### [STATED GOAL]
Give each line of the records below as an item in a numbered list, leaving out any blank lines.

□ □ □

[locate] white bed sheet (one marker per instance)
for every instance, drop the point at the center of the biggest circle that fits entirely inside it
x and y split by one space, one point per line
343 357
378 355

□ □ □

### [REPLY]
1. [locate] white bed sheet (one marker per instance)
2. for every instance, drop the point at the center of the biggest circle that fits entirely inside it
3. x and y split by one space, one point per line
4. 343 357
5. 378 355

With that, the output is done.